> Texte fourni:
★ ★ ★ ★ ★

La troisième catégorie relève de la spéculation humaine, calquée sur les processus naturels de généralisation propres aux catégories 1 et 2. L'esprit humain construit en somme l'idée générale des idées générales, de laquelle il tire tout son système d'interprétation, applicable soit pour l'utilité, soit pour la spéculation pure, soit pour le plaisir social. Mais Il faut essayer de se dégager de ce fonctionnement systématique et essayer de faire fonctionner notre intuition pour ressaisir le sens de l'acte créateur, de l'élan vital et ainsi se placer "au niveau divin" (sic).
J'ai essayé d'une part de comprendre et d'autre part de résumer sans trop la dénaturer la pensée de Bergson qui est difficile à saisir et qui donne libre cours ici à des convictions finalistes assez débridées, et, pour tout dire, franchement dogmatiques. Je m'abstiendrai de parler de la forme de son discours qui relève ici pour moi à la fois du fatras et de la litanie, discours encombré de notions hétérogènes, tantôt dilué à l'extrême tantôt extrêmement raccourci.

Aller contre les pentes naturelles de l'intelligence

Bergson aborde une autre tendance spontanée de l'esprit contre laquelle il faut se mettre en garde si l'on veut bien philosopher: se poser des questions sans fondement, comme celle de l'origine de la matière, celle de l'esprit, de même que celle de l'ordre naturel. Se poser ces questions c'est considérer que le néant préexistait à l'être et le chaos à l'ordre, c'est par conséquent aborder les problèmes par leur négative et oublier que l'alternative à un certain état de l'être c'est un autre état et non pas sa négation. La même critique peut être adressée tant au sceptiques grecs qu'aux criticistes, tous deux déniant à l'homme la possibilité d'accéder à la connaissance de l'absolu. Pour Bergson, il faut se délivrer de cette obsession, "se laisser glisser dans le courant de la vie", et essayer de s'identifier à la volonté créatrice, n'être que volonté soi-même, et alors on trouve que ces problèmes sont sans fondement.
Il explique également comment nos habitudes mentales ont pu influencer l'élaboration des systèmes philosophiques. Il critique en particulier notre tendance naturelle à construire nos idées à partir de représentations immobilisées du réel, impuissantes à prendre en compte la mobilité permanente des choses.  Nous avons en effet tendance à caractériser le réel comme des "qualités ou des états qui se succéderaient dans une substance unique", comme "une succession d'invariables". Or, comme la physique l'a montré (récemment à l'époque où écrit Bergson) la matière dans sa nature ultime n'est pas constituée ainsi d'atomes noyés dans un support mais bien d'un mouvement continu d'ondes et de particules, constituant une forme de "continuité mélodique".

★ ★ ★ ★ ★

> Données:
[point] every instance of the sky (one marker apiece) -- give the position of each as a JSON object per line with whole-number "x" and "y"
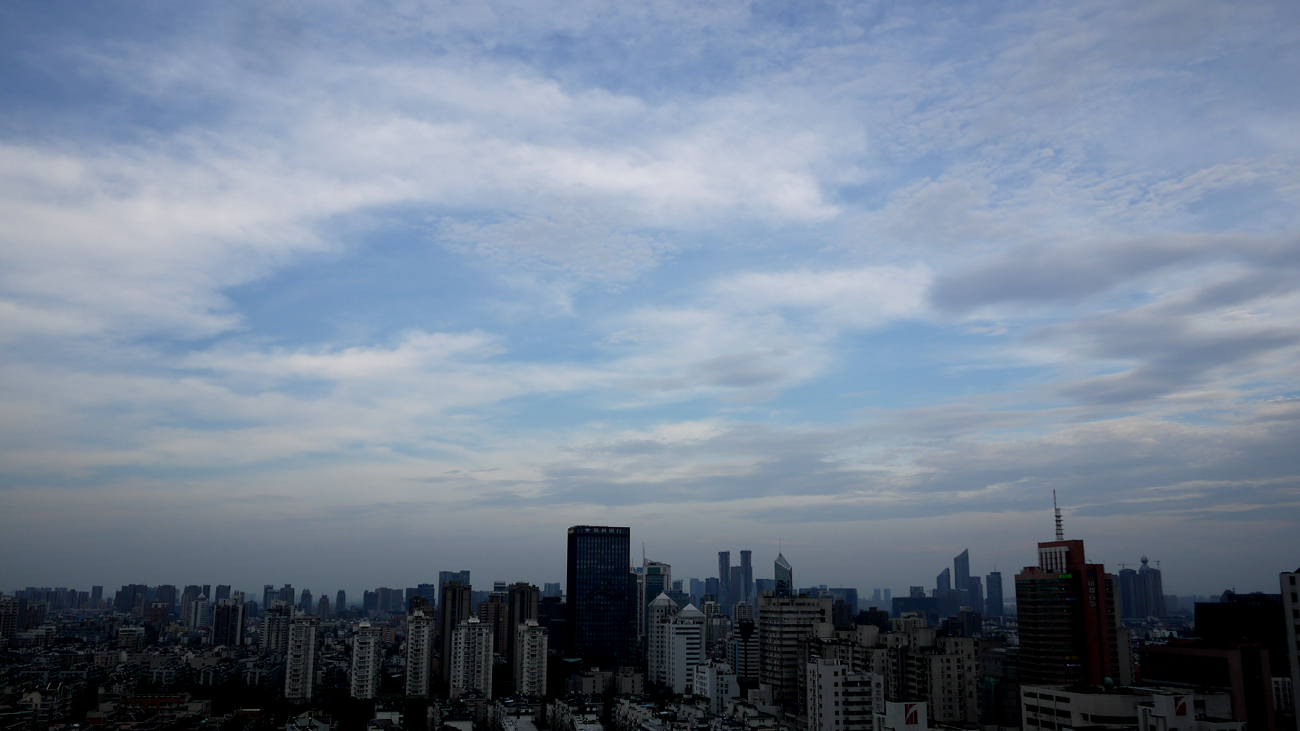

★ ★ ★ ★ ★

> Consigne: Restituez mot pour mot le passage du texte sur Bergson qui commence par « J'ai essayé d'une » et s'achève sur « tantôt extrêmement raccourci. ».

> Corrigé:
J'ai essayé d'une part de comprendre et d'autre part de résumer sans trop la dénaturer la pensée de Bergson qui est difficile à saisir et qui donne libre cours ici à des convictions finalistes assez débridées, et, pour tout dire, franchement dogmatiques. Je m'abstiendrai de parler de la forme de son discours qui relève ici pour moi à la fois du fatras et de la litanie, discours encombré de notions hétérogènes, tantôt dilué à l'extrême tantôt extrêmement raccourci.